=== Instructions for the task ===
Copy word for word the stretch from "When to Consider" through "least damage possible." in the text on credit counseling and debt settlement.

=== Text passage ===
╭──

Credit Counseling vs. Debt Settlement

The good news is that Americans who have debt have multiple options available to get rid of it. The challenge is finding the best strategy for you based on your financial situation. The first step in that process is learning each potential solution’s pros, cons, and requirements.

Two popular strategies many people end up considering are debt settlement and credit counseling, both of which have very different goals and processes.

When to Consider Credit Counseling

Credit counseling involves meeting with a professional who can go over your household budget and make suggestions. Depending on your situation, he or she may enroll you right away in a debt management plan (DMP), which is a form of credit card consolidation. This informational meeting is usually free.

Some people pursue credit counseling as a requirement preceding bankruptcy, but many others meet with a credit counselor early enough to avoid bankruptcy and get their debt situation back on track with the least damage possible.

You may be a good candidate for credit counseling if any of these services would benefit you:

  • Budgeting advice: Credit counseling agencies usually offer free half-hour or hour-long sessions in which a professional looks over your budget in terms of income and expenditures, then offers personalized to help you get closer to your goals.
  • Debt management: A more structured consumer credit counseling programs is a debt management plan (DMP), in which you’ll start making a monthly payment to the agency, trusting it to disburse your funds to creditors. DMPs may earn you better interest rates and canceled fees, plus a solid timeline for repayment.
  • Bankruptcy counseling: This process consists of two financial information sessions that occur at the beginning and end of bankruptcy filing.
  • Student loan counseling: Borrowers struggling with educational debt can go over repayment options with a counselor and sometimes even communicate with lenders through the agency.

╰──

=== Records shown ===
╭──

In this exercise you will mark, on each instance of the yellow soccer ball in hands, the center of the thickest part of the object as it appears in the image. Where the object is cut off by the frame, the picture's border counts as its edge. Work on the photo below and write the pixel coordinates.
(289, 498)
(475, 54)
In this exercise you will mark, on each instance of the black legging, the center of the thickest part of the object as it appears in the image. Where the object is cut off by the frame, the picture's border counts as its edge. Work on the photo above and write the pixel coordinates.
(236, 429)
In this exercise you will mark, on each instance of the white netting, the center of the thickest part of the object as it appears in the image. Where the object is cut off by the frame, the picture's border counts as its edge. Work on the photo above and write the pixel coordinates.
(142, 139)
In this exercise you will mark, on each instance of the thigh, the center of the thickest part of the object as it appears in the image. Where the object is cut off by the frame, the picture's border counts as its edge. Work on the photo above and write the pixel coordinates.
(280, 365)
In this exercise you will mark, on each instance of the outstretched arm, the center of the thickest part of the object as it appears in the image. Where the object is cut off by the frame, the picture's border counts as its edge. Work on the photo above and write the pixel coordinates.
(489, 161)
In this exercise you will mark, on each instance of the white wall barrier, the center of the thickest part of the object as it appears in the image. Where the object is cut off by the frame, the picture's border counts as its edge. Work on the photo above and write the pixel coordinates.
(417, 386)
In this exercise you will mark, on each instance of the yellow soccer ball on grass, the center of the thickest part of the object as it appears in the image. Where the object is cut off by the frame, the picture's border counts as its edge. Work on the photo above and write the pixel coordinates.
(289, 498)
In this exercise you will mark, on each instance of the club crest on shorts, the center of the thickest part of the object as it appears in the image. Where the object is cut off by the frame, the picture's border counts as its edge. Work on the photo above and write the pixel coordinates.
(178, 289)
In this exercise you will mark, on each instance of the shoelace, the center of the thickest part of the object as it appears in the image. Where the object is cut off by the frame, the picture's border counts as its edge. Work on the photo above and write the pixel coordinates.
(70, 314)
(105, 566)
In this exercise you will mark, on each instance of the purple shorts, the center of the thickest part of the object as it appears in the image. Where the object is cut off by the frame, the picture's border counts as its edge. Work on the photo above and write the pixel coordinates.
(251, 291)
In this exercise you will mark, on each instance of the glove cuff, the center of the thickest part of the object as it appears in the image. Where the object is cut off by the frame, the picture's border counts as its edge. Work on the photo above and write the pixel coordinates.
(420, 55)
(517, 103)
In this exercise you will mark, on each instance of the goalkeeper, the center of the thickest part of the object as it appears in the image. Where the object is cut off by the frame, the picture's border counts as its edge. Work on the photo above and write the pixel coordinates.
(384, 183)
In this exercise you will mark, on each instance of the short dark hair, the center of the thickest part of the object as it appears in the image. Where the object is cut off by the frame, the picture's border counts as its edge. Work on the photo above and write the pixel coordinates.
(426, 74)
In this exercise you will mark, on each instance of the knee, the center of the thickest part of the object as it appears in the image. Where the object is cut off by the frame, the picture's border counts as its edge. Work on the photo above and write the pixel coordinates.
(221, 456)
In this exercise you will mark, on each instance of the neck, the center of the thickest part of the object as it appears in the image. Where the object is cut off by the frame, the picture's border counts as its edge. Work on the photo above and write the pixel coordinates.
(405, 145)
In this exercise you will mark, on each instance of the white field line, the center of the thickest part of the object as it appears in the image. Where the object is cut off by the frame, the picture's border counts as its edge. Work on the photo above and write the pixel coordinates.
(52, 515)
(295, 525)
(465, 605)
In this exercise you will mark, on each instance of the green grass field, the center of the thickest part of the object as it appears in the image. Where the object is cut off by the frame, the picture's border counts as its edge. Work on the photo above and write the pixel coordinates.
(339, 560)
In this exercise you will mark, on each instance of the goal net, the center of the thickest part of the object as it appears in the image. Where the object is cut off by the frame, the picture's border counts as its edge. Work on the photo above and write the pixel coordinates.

╰──

=== Exercise output ===
When to Consider Credit Counseling

Credit counseling involves meeting with a professional who can go over your household budget and make suggestions. Depending on your situation, he or she may enroll you right away in a debt management plan (DMP), which is a form of credit card consolidation. This informational meeting is usually free.

Some people pursue credit counseling as a requirement preceding bankruptcy, but many others meet with a credit counselor early enough to avoid bankruptcy and get their debt situation back on track with the least damage possible.